A run of records:
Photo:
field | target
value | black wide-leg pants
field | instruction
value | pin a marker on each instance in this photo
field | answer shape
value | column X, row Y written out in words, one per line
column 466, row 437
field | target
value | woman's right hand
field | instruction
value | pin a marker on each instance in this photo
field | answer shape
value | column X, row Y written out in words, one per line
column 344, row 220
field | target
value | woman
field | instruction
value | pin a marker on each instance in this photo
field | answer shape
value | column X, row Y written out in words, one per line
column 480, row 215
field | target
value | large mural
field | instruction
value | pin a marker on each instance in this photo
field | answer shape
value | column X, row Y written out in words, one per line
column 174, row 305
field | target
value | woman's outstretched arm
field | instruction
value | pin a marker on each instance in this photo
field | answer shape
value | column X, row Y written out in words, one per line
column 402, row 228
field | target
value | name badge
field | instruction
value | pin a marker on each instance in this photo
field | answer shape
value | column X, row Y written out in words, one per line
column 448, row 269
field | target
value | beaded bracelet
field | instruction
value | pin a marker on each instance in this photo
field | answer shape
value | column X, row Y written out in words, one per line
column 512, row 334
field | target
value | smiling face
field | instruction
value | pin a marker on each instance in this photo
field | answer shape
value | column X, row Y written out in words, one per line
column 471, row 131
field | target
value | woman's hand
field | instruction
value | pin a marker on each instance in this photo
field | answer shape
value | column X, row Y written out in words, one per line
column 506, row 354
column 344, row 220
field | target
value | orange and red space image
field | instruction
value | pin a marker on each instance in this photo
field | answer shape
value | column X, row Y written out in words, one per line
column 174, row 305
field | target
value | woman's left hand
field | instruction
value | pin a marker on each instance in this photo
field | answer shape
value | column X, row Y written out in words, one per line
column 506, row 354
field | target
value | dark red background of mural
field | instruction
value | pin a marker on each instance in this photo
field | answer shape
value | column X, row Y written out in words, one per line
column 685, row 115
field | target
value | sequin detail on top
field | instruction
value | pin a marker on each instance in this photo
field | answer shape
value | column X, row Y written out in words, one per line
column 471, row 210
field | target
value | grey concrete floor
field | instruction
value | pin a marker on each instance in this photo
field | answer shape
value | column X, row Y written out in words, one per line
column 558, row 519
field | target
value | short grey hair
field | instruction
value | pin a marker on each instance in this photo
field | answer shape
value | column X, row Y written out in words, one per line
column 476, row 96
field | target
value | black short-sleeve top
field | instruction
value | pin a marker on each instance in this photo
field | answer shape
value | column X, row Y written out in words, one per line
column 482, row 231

(Given instruction): Switch "pin a marker" to "place a dot" everywhere in the records above and reproduce them with all other text unchanged.

(Answer to the problem):
Photo:
field | target
value | black wide-leg pants
field | instruction
value | place a dot on each instance in this photo
field | answer shape
value | column X, row Y written out in words, one per line
column 466, row 437
field | target
value | woman's right hand
field | instruction
value | place a dot on each instance in this photo
field | answer shape
value | column X, row Y written out in words, one per line
column 344, row 220
field | target
value | woman
field | instruction
value | place a dot on each instance in this photo
field | answer shape
value | column X, row Y written out in words, one per line
column 480, row 215
field | target
value | large mural
field | instruction
value | place a dot on each instance in this photo
field | answer shape
value | column X, row Y written out in words, one per line
column 174, row 305
field | target
value | woman's outstretched arm
field | instruction
value | place a dot on each instance in this photo
field | answer shape
value | column X, row Y written out in words, one per line
column 402, row 228
field | target
value | name badge
field | instruction
value | place a dot on each instance in this photo
field | answer shape
value | column X, row Y written out in words, one per line
column 448, row 269
field | target
value | beaded bracelet
field | instruction
value | place a dot on each instance in this photo
field | answer shape
value | column X, row Y written out in words, one per line
column 512, row 334
field | target
value | smiling face
field | instruction
value | place a dot on each instance in this photo
field | answer shape
value | column X, row Y written out in words, one per line
column 471, row 131
field | target
value | woman's hand
field | instruction
value | place a dot on each instance in this photo
field | answer shape
value | column X, row Y written out in words, one per line
column 506, row 354
column 344, row 220
field | target
value | orange and red space image
field | instruction
value | place a dot on each instance in this photo
field | answer shape
value | column X, row Y written out in words, one per line
column 174, row 305
field | target
value | woman's left hand
field | instruction
value | place a dot on each instance in this photo
field | answer shape
value | column X, row Y written out in words, one per line
column 506, row 354
field | target
value | dark red background of mural
field | instruction
value | place a dot on each instance in this photo
field | answer shape
value | column X, row Y written out in words, one per line
column 685, row 115
field | target
value | sequin detail on top
field | instruction
value | place a dot on each instance in this photo
field | answer shape
value | column X, row Y written out in words, one per line
column 471, row 210
field | target
value | grey concrete floor
field | instruction
value | place a dot on each instance in this photo
field | answer shape
value | column X, row Y written out in words, one per line
column 558, row 519
field | target
value | short grey hair
field | instruction
value | place a dot on each instance in this photo
field | answer shape
value | column X, row Y written out in words, one per line
column 476, row 96
field | target
value | black short-sleeve top
field | instruction
value | place a dot on each instance in this photo
field | answer shape
value | column X, row Y written out in words, one per line
column 482, row 231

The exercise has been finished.